__TRY IT__: Go through the material below and return each line with the string "coral" in it.

'''

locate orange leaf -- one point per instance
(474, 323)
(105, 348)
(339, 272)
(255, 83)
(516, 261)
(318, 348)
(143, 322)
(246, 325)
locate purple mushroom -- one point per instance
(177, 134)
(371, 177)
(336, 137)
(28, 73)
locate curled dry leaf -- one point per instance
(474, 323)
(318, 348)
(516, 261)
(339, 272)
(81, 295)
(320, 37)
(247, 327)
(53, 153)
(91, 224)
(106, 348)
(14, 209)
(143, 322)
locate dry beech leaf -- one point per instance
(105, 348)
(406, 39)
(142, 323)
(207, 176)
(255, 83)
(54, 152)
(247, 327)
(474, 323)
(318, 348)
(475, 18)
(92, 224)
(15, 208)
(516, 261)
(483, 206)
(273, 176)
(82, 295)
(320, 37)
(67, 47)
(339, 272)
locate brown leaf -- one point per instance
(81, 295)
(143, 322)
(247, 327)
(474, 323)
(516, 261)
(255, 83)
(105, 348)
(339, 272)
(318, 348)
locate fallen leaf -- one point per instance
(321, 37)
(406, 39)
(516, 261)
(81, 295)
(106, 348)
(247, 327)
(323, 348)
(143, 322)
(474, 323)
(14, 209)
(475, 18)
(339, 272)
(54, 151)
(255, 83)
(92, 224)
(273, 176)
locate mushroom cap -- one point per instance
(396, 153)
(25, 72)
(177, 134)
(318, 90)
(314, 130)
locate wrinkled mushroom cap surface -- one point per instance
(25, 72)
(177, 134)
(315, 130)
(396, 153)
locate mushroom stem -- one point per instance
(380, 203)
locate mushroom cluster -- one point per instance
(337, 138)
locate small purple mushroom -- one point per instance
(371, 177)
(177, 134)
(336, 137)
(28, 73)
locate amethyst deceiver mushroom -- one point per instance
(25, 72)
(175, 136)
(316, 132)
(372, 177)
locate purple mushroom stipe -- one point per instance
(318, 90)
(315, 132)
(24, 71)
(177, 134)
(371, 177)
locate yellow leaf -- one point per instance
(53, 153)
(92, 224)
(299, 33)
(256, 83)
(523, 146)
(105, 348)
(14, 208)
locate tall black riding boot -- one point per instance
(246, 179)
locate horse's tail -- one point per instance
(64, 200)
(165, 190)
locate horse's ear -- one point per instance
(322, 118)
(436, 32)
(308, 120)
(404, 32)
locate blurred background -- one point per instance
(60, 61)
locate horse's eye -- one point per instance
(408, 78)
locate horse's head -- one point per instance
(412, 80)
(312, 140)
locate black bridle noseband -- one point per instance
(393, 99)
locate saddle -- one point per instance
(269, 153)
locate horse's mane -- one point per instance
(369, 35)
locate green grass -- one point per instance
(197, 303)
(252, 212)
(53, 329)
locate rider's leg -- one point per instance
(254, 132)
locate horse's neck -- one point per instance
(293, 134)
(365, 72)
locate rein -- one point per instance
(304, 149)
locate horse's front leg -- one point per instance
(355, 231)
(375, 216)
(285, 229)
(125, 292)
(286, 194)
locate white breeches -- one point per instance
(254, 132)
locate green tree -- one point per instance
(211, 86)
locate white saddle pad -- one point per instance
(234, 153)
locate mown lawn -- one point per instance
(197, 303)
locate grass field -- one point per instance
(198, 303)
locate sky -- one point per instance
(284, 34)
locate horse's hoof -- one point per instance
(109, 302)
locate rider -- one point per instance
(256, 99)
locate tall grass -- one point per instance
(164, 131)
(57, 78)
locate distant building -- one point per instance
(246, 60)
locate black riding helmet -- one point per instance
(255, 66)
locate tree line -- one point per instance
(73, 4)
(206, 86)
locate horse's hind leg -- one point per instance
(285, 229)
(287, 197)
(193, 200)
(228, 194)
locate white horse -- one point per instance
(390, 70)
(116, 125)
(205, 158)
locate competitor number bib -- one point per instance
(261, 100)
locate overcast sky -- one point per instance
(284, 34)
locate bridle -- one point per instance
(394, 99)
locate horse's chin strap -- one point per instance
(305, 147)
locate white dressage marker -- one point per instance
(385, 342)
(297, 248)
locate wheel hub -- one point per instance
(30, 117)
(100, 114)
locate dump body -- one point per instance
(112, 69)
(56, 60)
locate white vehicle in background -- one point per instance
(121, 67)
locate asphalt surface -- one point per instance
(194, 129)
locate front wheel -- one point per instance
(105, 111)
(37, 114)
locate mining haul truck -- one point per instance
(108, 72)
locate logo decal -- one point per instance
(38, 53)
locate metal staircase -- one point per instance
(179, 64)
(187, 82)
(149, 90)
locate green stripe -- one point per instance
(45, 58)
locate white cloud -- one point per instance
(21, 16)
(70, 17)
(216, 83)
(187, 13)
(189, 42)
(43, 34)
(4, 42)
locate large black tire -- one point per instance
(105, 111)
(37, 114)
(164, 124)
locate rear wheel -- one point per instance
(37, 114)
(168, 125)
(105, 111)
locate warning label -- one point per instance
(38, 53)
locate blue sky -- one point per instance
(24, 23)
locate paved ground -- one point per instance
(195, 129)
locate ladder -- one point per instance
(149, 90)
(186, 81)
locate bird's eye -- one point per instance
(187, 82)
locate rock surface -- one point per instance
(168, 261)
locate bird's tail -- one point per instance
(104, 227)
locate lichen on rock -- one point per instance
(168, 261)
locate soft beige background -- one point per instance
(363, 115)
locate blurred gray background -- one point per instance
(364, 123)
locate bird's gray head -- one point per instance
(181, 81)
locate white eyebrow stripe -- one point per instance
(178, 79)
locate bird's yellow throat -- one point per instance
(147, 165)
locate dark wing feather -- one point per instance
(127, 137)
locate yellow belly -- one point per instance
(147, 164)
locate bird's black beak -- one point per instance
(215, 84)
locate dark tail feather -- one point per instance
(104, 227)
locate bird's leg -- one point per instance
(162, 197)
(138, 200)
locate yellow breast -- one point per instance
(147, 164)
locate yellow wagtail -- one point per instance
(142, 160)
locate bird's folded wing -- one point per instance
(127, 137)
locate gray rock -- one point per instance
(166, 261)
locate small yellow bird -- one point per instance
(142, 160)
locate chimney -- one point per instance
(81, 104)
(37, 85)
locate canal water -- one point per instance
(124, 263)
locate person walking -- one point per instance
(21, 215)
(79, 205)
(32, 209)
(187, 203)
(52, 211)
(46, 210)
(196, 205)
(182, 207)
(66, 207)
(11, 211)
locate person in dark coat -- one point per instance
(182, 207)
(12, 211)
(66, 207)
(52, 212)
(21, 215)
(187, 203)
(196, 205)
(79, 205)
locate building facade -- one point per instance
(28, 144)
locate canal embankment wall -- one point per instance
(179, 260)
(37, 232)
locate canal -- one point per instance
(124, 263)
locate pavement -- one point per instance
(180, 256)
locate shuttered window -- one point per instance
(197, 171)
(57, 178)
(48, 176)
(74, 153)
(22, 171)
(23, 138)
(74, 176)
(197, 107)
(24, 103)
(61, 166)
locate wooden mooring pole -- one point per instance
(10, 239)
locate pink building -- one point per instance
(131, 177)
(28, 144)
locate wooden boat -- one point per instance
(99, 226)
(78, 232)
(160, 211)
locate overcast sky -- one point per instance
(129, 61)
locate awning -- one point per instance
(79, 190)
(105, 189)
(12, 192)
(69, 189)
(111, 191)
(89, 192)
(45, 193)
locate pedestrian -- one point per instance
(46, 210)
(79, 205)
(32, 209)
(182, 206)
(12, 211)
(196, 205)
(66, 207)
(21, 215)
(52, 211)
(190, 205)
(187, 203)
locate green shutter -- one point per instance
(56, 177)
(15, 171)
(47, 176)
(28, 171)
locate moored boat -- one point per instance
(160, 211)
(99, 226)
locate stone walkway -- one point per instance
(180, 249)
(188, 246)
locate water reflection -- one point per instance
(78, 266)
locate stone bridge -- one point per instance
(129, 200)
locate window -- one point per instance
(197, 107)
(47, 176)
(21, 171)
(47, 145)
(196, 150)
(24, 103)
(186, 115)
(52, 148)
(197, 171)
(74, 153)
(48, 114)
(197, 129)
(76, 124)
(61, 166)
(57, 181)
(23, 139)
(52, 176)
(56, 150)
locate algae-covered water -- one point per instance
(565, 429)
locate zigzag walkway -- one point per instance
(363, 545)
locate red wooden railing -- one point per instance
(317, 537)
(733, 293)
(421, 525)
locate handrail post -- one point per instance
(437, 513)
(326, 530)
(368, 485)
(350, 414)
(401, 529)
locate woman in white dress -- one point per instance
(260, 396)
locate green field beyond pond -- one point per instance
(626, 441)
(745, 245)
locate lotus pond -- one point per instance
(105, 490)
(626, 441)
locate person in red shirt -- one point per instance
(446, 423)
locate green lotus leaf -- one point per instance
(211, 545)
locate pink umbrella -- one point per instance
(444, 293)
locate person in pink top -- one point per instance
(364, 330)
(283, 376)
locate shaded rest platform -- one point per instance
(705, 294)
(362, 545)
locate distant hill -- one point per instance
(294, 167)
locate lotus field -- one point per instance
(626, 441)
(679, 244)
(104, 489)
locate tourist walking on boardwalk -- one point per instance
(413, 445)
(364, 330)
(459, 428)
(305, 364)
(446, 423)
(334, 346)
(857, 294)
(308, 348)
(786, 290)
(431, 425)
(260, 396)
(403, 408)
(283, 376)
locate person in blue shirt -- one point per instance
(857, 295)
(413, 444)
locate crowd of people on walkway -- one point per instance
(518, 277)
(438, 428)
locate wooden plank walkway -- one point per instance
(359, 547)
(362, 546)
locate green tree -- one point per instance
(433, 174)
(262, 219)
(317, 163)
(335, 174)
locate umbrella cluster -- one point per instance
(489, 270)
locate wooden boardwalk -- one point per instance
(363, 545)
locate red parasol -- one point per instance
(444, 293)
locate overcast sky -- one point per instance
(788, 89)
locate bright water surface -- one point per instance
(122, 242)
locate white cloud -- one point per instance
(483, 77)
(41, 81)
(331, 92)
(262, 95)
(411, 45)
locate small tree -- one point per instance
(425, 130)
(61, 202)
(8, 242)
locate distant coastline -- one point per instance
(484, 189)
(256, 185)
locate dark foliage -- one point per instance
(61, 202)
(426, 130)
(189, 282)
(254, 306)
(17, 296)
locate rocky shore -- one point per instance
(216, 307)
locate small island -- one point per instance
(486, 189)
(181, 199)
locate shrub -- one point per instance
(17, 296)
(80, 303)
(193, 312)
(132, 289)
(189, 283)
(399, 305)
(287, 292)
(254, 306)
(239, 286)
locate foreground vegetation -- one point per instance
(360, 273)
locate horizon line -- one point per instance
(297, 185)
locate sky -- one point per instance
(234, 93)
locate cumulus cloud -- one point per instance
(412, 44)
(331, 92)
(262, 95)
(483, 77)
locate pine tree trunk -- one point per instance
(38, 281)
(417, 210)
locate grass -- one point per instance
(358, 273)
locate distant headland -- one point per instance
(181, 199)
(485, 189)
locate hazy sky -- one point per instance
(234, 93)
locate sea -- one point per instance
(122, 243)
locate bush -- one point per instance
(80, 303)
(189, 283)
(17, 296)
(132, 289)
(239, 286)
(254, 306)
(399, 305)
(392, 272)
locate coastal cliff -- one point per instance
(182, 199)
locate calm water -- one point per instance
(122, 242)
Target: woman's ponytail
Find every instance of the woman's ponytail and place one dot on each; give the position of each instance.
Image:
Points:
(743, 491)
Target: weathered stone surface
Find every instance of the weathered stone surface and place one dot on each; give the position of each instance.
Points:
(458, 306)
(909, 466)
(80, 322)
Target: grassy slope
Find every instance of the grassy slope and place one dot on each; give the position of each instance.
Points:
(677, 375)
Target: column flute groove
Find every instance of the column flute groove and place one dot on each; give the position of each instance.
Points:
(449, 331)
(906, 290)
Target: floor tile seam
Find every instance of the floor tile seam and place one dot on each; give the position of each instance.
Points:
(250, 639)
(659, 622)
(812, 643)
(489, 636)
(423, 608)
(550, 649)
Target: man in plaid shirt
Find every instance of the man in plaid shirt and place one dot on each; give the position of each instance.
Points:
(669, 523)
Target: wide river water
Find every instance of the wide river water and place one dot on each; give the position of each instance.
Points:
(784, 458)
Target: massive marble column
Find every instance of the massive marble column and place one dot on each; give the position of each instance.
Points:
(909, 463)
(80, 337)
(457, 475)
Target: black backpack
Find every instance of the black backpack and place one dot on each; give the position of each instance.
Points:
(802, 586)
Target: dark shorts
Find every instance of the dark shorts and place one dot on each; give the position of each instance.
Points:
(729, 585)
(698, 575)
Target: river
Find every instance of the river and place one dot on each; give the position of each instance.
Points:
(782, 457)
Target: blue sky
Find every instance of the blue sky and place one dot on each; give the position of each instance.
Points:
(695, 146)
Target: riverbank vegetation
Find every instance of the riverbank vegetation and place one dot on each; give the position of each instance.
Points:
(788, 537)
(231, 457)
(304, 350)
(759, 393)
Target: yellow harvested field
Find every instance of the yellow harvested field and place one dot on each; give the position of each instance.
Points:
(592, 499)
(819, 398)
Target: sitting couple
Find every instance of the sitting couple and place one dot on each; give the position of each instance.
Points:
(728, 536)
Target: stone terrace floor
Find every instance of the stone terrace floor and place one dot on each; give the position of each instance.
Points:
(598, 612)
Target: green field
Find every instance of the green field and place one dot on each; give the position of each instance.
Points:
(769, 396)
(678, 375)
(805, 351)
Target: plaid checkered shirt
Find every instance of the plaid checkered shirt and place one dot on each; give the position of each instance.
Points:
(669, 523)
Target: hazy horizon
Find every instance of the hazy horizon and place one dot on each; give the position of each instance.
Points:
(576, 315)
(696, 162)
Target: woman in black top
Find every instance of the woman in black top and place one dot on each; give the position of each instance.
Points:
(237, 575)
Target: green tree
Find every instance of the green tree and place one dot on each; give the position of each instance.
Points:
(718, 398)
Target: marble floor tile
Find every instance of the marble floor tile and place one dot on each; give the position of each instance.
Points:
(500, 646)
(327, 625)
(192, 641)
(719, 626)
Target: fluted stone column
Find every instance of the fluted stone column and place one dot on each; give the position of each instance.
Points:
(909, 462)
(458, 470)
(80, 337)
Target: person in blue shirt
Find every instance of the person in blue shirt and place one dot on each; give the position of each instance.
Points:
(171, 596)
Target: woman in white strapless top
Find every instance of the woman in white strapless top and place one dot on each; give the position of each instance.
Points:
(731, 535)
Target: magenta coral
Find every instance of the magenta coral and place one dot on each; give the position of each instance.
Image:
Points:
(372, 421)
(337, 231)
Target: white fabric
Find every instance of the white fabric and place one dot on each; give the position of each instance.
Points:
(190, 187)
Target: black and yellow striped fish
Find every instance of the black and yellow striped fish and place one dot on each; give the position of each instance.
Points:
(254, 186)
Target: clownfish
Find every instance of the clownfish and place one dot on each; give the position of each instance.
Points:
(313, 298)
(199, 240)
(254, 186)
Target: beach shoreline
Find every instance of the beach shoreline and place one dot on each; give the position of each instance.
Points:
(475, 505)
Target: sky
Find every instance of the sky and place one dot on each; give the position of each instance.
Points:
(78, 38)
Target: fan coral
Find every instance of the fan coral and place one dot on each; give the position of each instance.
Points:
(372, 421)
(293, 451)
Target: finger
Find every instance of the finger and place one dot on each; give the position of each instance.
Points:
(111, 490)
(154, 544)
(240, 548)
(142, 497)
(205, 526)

'''

__ANSWER SECTION__:
Target: magenta coral
Find every instance of the magenta coral and place one dot on each; give the position of each instance.
Target: fan coral
Find every instance of the fan coral and place one dot on each; give the position of each instance.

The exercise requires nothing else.